__Page text__:
Seismological Laboratory, California Institute of Technology, Pasadena, CA 91125

"...conventional wisdom is difficult to overturn. After more than 20 years some implications of plate tectonics have yet to be fully appreciated by isotope geochemists… geologists and geophysicists."

“"A myth is an invented tale, often to explain some natural phenomenon...which sometimes acquires the status of dogma...without a sound logical foundation. It is a dogma that has distorted thinking about the Earth for decades. In science this is an old story, likely to be repeated again, as the defenders of conventional wisdom are seldom treated with the same scepticism as the challengers of the status quo...the dogma has been defended with false assertions, defective data, misconceptions and misunderstandings, and with straw-man arguments... The justification...boils down to a statement of belief, an opinion, rather than a deduction from observations."”

“"[scientists]  are reluctant to abandon cherished concepts they grew up with and have vigorously defended during their education and research careers."”

__Data records__:
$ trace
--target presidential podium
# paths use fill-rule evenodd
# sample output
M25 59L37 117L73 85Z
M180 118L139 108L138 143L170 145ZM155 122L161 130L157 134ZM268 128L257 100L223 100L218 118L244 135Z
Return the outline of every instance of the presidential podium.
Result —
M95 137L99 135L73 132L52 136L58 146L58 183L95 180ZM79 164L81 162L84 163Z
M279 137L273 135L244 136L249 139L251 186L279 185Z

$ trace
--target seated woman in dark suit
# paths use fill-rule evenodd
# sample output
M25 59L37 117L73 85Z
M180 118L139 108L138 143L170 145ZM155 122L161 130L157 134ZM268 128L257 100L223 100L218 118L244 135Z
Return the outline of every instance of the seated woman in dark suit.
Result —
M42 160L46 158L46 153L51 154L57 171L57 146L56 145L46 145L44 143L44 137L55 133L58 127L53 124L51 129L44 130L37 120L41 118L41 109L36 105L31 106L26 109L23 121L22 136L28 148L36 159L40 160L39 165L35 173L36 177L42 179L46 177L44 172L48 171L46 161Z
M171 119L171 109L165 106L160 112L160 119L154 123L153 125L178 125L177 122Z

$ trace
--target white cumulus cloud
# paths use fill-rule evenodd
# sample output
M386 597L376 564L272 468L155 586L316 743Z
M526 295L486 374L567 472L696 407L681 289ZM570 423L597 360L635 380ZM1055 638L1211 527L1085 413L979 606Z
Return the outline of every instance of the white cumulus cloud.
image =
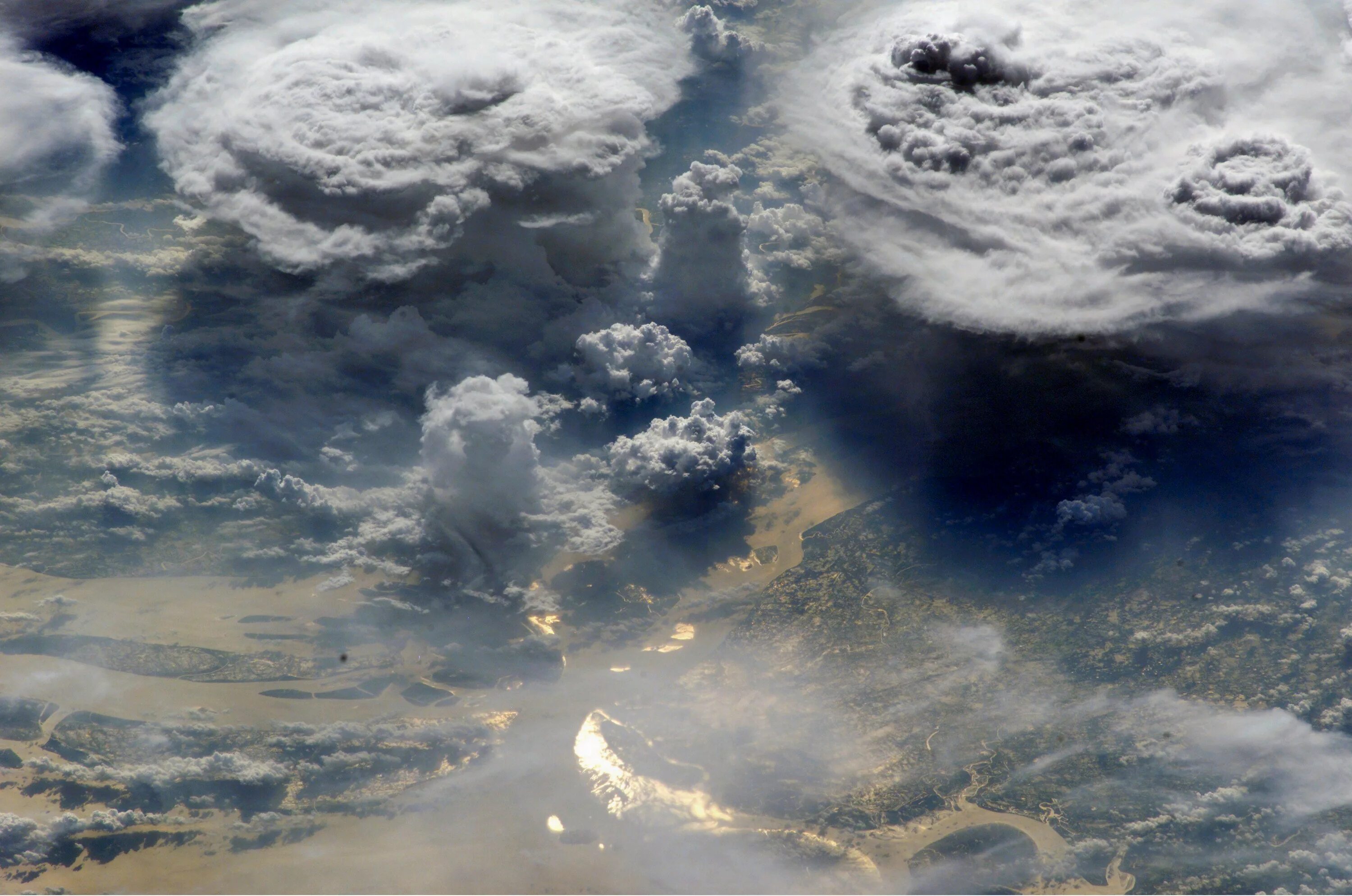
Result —
M293 272L399 280L472 218L480 241L631 243L644 126L690 68L642 1L218 0L184 18L197 45L147 116L165 169Z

__Problems and tasks__:
a) Lay out every line of the trace records as a Markdown table with the columns n and Line, numbering the rows and leaving out blank lines. Please leave the pictures out of the table.
b) Carry on the text about scientific dogma, starting after its last sentence.
The text and the records have nothing to do with each other.

__Responses to the exercise__:
a)
| n | Line |
|---|---|
| 1 | $ trace |
| 2 | --target presidential podium |
| 3 | # paths use fill-rule evenodd |
| 4 | # sample output |
| 5 | M25 59L37 117L73 85Z |
| 6 | M180 118L139 108L138 143L170 145ZM155 122L161 130L157 134ZM268 128L257 100L223 100L218 118L244 135Z |
| 7 | Return the outline of every instance of the presidential podium. |
| 8 | Result — |
| 9 | M95 137L99 135L73 132L52 136L58 146L58 183L95 180ZM79 164L81 162L84 163Z |
| 10 | M279 137L273 135L244 136L249 139L251 186L279 185Z |
| 11 | $ trace |
| 12 | --target seated woman in dark suit |
| 13 | # paths use fill-rule evenodd |
| 14 | # sample output |
| 15 | M25 59L37 117L73 85Z |
| 16 | M180 118L139 108L138 143L170 145ZM155 122L161 130L157 134ZM268 128L257 100L223 100L218 118L244 135Z |
| 17 | Return the outline of every instance of the seated woman in dark suit. |
| 18 | Result — |
| 19 | M42 160L46 158L46 153L51 154L57 171L57 146L56 145L46 145L44 143L44 137L55 133L58 127L53 124L51 129L44 130L37 120L41 118L41 109L36 105L31 106L26 109L23 121L22 136L28 148L36 159L40 160L39 165L35 173L36 177L42 179L46 177L44 172L48 171L46 161Z |
| 20 | M171 119L171 109L165 106L160 112L160 119L154 123L153 125L178 125L177 122Z |
| 21 | $ trace |
| 22 | --target white cumulus cloud |
| 23 | # paths use fill-rule evenodd |
| 24 | # sample output |
| 25 | M386 597L376 564L272 468L155 586L316 743Z |
| 26 | M526 295L486 374L567 472L696 407L681 289ZM570 423L597 360L635 380ZM1055 638L1211 527L1085 413L979 606Z |
| 27 | Return the outline of every instance of the white cumulus cloud. |
| 28 | image = |
| 29 | Result — |
| 30 | M293 272L399 280L472 218L480 241L631 243L644 126L690 68L642 1L218 0L184 18L197 45L147 116L165 169Z |

b)
Richard L. Armstrong, 1991

The distinction between myth and science is subtle2. Mythic thinking places special emphasis on a selective conjecture, based typically on the initial observation or explanation of a phenomenon, which is thereafter given privileged status over alternate interpretations. This also describes a paradigm. In myths, phenomena are attributed to things, substances or beings, usually unobservable, rather than processes. Examples include gods, demons and fairies; in science we have had aether, calorics, phlogiston, sea people, strings and plumes. Concepts in geoscience are often mythic2; fixity of continents, fixity of oceanic islands, uniformitarianism, geosynclinal theory (vertical tectonics), mantle plumes, mantle reservoirs, undegassed lower mantle, and so on. Geomyths  and paradigms can focus thinking but can retard further progress by diverting attention away from the real cause of a phenomenon and dismissing contrary views. An abandoned paradigm is easily recognized in hindsight as a myth, or a collection of ad hoc stories; failures of current conventional wisdom are not so obvious.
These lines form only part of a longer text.